── Angezeigter Text

# Setup
We need to get everything set up.

In [None]:
# %pip install https://huggingface.co/easyh/de_fnhd_nerdh/resolve/main/de_fnhd_nerdh-any-py3-none-any.whl
!python -m spacy download "de_core_news_lg"
%pip install pyldavis
%pip install gensim

In [None]:
import spacy
from pathlib import Path
import gensim
from gensim.models.ldamulticore import LdaMulticore
import pyLDAvis
from pyLDAvis import gensim_models as gsv
from constants import STOPWORDS as stops
import matplotlib.pyplot as plt
from gensim.models import CoherenceModel
from collections import Counter
import nltk
import math
import pandas as pd
import itertools
from helpers import leven_worker, pre_cleaning
%matplotlib inline

In [None]:
nlp = spacy.load("de_core_news_lg")
nlp.max_length = 1500000

In [None]:
input_files = Path("./input/").rglob("*.txt")

In [None]:
full_corpus = {}

for i in input_files:
    with open(i, "r+") as f:
        txt = f.read()
    txt = pre_cleaning(txt)
    book_name = str(i).split("/")[-1]
    book_name = book_name.split(".")[0]
    full_corpus[book_name] = txt
print(len(full_corpus))

# Teil 1: Topic Modelling

In [None]:
by_chapters = {}

for k, v in full_corpus.items():
    chaps = v.split("Capitel")
    chap_num = 0
    for i in chaps:
        curr_chap = f"{k}-{chap_num}-Kap"
        by_chapters[curr_chap] = i
        chap_num += 1
print(len(by_chapters))

In [None]:
docs_list: list[list[str]] = []
for i in nlp.pipe(by_chapters.values(), n_process=7):
    itoks = [token.lemma_.lower() for token in i if token.lower_ not in stops and "\n" not in token.lower_ and not token.is_stop]
    docs_list.append(itoks)

In [None]:
bigram_phrases = gensim.models.Phrases(docs_list, min_count=5, threshold=2)
trigram_phrases = gensim.models.Phrases(bigram_phrases[docs_list], threshold=2)

────

Gestellte Aufgabe:
Gib den angezeigten Text vollständig und Zeichen für Zeichen wieder. Die Datensätze braucht man hier nicht.

── Bereitgestelltes Material

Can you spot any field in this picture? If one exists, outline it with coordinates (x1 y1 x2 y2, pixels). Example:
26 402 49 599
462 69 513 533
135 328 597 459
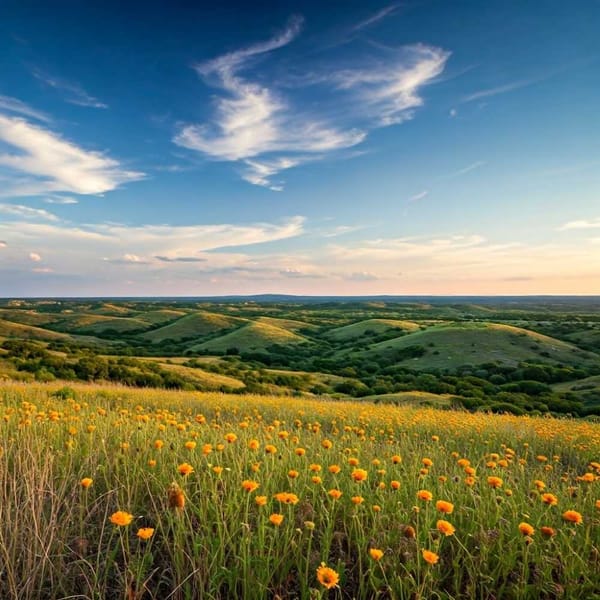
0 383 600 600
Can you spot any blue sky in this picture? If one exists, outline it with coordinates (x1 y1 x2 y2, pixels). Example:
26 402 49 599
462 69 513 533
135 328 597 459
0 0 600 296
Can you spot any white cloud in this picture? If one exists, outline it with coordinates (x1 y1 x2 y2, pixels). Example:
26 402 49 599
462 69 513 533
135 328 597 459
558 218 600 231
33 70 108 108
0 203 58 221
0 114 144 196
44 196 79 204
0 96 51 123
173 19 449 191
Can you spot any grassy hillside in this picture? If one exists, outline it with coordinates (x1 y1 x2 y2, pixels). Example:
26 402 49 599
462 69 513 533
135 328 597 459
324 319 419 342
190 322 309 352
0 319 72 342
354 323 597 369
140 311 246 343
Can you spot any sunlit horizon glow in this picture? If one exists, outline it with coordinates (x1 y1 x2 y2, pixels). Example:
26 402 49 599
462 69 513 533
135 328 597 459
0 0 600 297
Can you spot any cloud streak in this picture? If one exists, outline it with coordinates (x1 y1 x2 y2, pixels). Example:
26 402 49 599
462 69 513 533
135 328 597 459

────

Antwort zur Übung:
# Setup
We need to get everything set up.

In [None]:
# %pip install https://huggingface.co/easyh/de_fnhd_nerdh/resolve/main/de_fnhd_nerdh-any-py3-none-any.whl
!python -m spacy download "de_core_news_lg"
%pip install pyldavis
%pip install gensim

In [None]:
import spacy
from pathlib import Path
import gensim
from gensim.models.ldamulticore import LdaMulticore
import pyLDAvis
from pyLDAvis import gensim_models as gsv
from constants import STOPWORDS as stops
import matplotlib.pyplot as plt
from gensim.models import CoherenceModel
from collections import Counter
import nltk
import math
import pandas as pd
import itertools
from helpers import leven_worker, pre_cleaning
%matplotlib inline

In [None]:
nlp = spacy.load("de_core_news_lg")
nlp.max_length = 1500000

In [None]:
input_files = Path("./input/").rglob("*.txt")

In [None]:
full_corpus = {}

for i in input_files:
    with open(i, "r+") as f:
        txt = f.read()
    txt = pre_cleaning(txt)
    book_name = str(i).split("/")[-1]
    book_name = book_name.split(".")[0]
    full_corpus[book_name] = txt
print(len(full_corpus))

# Teil 1: Topic Modelling

In [None]:
by_chapters = {}

for k, v in full_corpus.items():
    chaps = v.split("Capitel")
    chap_num = 0
    for i in chaps:
        curr_chap = f"{k}-{chap_num}-Kap"
        by_chapters[curr_chap] = i
        chap_num += 1
print(len(by_chapters))

In [None]:
docs_list: list[list[str]] = []
for i in nlp.pipe(by_chapters.values(), n_process=7):
    itoks = [token.lemma_.lower() for token in i if token.lower_ not in stops and "\n" not in token.lower_ and not token.is_stop]
    docs_list.append(itoks)

In [None]:
bigram_phrases = gensim.models.Phrases(docs_list, min_count=5, threshold=2)
trigram_phrases = gensim.models.Phrases(bigram_phrases[docs_list], threshold=2)